• **TASK TO CARRY OUT**: Reproduce the items word for word, from the line containing "Mark every instance of the caterpillar tail" through the end of the items, and leave out the pictures.

..............................

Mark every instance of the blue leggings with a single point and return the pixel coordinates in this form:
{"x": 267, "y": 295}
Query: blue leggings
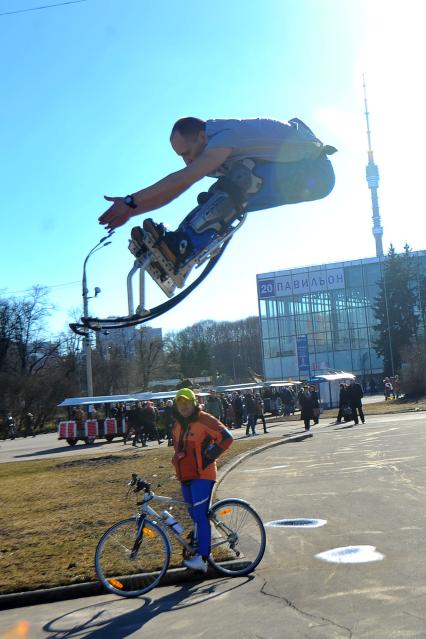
{"x": 197, "y": 494}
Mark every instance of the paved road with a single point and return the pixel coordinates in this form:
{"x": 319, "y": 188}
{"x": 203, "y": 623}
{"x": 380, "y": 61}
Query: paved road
{"x": 367, "y": 482}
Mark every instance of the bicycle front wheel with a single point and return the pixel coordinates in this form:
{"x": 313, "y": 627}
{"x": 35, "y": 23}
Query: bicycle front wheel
{"x": 238, "y": 537}
{"x": 129, "y": 569}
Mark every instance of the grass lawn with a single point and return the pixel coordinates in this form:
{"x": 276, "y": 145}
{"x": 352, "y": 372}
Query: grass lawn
{"x": 53, "y": 512}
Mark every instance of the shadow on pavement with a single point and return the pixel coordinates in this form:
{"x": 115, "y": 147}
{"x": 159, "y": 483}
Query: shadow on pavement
{"x": 106, "y": 619}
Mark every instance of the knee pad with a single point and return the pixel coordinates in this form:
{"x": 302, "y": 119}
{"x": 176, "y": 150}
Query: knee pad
{"x": 226, "y": 199}
{"x": 214, "y": 213}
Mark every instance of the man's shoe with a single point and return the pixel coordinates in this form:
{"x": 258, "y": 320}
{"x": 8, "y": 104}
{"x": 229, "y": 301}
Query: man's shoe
{"x": 196, "y": 563}
{"x": 158, "y": 233}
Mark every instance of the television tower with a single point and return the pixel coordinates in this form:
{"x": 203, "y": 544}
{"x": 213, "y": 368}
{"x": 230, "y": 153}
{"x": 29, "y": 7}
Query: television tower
{"x": 372, "y": 175}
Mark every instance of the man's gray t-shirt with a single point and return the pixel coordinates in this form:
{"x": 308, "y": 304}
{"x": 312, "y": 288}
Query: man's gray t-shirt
{"x": 263, "y": 139}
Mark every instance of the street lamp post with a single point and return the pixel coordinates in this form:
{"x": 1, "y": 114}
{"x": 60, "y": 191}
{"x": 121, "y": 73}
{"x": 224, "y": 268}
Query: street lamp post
{"x": 85, "y": 291}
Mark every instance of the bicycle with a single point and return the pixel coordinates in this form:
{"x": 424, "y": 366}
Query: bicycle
{"x": 134, "y": 554}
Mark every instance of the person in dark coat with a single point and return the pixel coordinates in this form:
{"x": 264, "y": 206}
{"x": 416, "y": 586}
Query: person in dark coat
{"x": 343, "y": 402}
{"x": 237, "y": 405}
{"x": 169, "y": 420}
{"x": 355, "y": 395}
{"x": 306, "y": 401}
{"x": 315, "y": 404}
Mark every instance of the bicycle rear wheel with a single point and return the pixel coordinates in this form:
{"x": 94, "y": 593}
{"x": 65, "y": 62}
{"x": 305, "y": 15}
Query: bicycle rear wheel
{"x": 238, "y": 537}
{"x": 130, "y": 576}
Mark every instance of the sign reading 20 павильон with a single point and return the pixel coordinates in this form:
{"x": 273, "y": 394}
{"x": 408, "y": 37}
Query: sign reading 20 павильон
{"x": 299, "y": 283}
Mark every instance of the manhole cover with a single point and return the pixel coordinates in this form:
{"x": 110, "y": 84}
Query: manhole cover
{"x": 351, "y": 555}
{"x": 296, "y": 523}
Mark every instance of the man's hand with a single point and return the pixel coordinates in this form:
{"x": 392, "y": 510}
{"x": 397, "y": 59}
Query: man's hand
{"x": 117, "y": 214}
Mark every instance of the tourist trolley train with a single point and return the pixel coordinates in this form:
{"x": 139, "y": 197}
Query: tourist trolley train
{"x": 103, "y": 424}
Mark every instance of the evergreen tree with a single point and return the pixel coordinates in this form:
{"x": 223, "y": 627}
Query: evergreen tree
{"x": 395, "y": 309}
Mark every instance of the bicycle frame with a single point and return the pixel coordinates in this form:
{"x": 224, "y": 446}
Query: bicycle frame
{"x": 147, "y": 510}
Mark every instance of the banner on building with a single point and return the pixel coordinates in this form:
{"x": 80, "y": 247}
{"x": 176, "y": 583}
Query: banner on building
{"x": 303, "y": 355}
{"x": 299, "y": 283}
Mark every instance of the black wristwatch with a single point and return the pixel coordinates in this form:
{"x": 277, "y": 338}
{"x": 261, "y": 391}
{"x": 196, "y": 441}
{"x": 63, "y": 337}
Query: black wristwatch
{"x": 130, "y": 201}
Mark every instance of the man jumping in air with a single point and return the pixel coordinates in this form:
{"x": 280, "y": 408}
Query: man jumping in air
{"x": 259, "y": 163}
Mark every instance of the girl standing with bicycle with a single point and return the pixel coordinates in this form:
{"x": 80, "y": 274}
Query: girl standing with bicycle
{"x": 198, "y": 439}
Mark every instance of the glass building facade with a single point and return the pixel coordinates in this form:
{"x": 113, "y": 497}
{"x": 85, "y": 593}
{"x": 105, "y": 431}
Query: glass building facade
{"x": 320, "y": 318}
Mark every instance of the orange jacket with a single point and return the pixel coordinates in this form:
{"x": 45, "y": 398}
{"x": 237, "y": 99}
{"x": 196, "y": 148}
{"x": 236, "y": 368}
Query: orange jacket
{"x": 198, "y": 446}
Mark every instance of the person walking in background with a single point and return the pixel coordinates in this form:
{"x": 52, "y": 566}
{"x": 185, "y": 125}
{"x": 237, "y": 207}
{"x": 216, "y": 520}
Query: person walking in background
{"x": 396, "y": 383}
{"x": 29, "y": 425}
{"x": 355, "y": 395}
{"x": 260, "y": 405}
{"x": 214, "y": 405}
{"x": 306, "y": 402}
{"x": 149, "y": 423}
{"x": 387, "y": 388}
{"x": 134, "y": 422}
{"x": 343, "y": 402}
{"x": 168, "y": 421}
{"x": 237, "y": 405}
{"x": 315, "y": 404}
{"x": 251, "y": 414}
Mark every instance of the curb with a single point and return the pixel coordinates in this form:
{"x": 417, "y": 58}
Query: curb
{"x": 173, "y": 576}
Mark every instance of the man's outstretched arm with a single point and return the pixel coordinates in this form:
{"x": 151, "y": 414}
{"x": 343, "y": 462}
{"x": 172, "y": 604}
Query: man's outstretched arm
{"x": 164, "y": 191}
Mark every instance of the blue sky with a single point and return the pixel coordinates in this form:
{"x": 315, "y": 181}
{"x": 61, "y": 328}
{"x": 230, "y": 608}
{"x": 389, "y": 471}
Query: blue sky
{"x": 91, "y": 90}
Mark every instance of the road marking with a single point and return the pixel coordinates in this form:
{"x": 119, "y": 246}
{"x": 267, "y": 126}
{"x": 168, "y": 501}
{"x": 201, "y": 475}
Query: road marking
{"x": 351, "y": 555}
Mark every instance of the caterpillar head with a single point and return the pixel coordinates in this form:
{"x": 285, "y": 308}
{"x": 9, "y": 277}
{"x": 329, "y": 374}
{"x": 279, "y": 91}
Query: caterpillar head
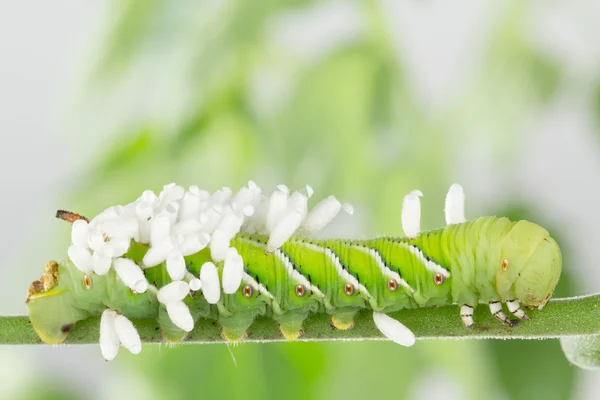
{"x": 50, "y": 306}
{"x": 530, "y": 265}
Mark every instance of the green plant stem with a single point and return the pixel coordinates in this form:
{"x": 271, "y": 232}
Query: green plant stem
{"x": 561, "y": 317}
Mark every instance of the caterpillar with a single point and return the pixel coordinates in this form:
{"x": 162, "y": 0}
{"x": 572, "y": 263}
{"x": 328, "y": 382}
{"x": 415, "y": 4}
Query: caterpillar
{"x": 184, "y": 255}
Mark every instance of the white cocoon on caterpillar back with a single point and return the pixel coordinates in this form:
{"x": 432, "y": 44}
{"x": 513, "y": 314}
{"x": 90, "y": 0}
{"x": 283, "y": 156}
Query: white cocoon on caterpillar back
{"x": 209, "y": 276}
{"x": 117, "y": 330}
{"x": 180, "y": 314}
{"x": 393, "y": 329}
{"x": 455, "y": 205}
{"x": 233, "y": 269}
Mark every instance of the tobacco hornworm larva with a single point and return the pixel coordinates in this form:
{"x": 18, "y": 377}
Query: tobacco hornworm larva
{"x": 181, "y": 256}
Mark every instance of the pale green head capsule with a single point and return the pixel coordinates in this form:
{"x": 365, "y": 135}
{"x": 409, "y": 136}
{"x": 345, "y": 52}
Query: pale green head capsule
{"x": 529, "y": 266}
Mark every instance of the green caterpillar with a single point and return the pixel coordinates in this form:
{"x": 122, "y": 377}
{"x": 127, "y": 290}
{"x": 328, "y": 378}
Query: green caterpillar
{"x": 182, "y": 256}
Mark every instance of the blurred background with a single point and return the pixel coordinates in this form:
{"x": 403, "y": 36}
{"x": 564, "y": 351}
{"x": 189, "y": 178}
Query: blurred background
{"x": 366, "y": 100}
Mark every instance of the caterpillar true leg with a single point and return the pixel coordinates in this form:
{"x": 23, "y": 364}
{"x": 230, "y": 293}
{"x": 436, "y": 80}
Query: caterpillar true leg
{"x": 496, "y": 310}
{"x": 466, "y": 313}
{"x": 515, "y": 309}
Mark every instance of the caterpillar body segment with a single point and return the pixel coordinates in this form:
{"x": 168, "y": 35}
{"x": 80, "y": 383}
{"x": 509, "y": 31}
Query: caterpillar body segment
{"x": 249, "y": 262}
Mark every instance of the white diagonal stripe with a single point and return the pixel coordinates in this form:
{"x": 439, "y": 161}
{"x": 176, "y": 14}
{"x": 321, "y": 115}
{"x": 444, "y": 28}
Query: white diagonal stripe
{"x": 429, "y": 264}
{"x": 385, "y": 270}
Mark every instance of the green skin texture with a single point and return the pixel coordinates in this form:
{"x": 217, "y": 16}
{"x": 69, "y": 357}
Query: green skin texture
{"x": 473, "y": 252}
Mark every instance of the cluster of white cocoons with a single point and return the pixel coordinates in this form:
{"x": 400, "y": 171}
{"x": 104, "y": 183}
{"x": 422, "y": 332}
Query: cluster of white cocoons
{"x": 177, "y": 223}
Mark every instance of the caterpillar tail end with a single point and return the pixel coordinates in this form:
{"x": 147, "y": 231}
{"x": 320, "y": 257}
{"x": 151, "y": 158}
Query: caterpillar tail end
{"x": 50, "y": 306}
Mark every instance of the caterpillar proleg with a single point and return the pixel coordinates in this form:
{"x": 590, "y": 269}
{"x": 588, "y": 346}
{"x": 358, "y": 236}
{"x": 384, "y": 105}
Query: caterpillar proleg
{"x": 183, "y": 256}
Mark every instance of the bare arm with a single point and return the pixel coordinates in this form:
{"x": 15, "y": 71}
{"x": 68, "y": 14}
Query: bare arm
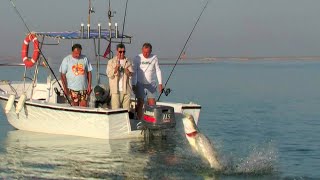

..............................

• **OUTPUT FOR THIS TASK**:
Mark every instance of the caterpillar tail end with a single point and return the pixel coordinates in this form:
{"x": 147, "y": 231}
{"x": 320, "y": 257}
{"x": 151, "y": 158}
Query: caterpillar tail end
{"x": 50, "y": 306}
Mark every instance of the caterpillar proleg with a single point and return the pixel coordinates in this form:
{"x": 590, "y": 269}
{"x": 588, "y": 346}
{"x": 358, "y": 236}
{"x": 384, "y": 105}
Query: caterpillar proleg
{"x": 183, "y": 256}
Mark every instance of the bare arm with a single point and return the pixel coordinates in this form:
{"x": 15, "y": 71}
{"x": 68, "y": 14}
Query: bare arm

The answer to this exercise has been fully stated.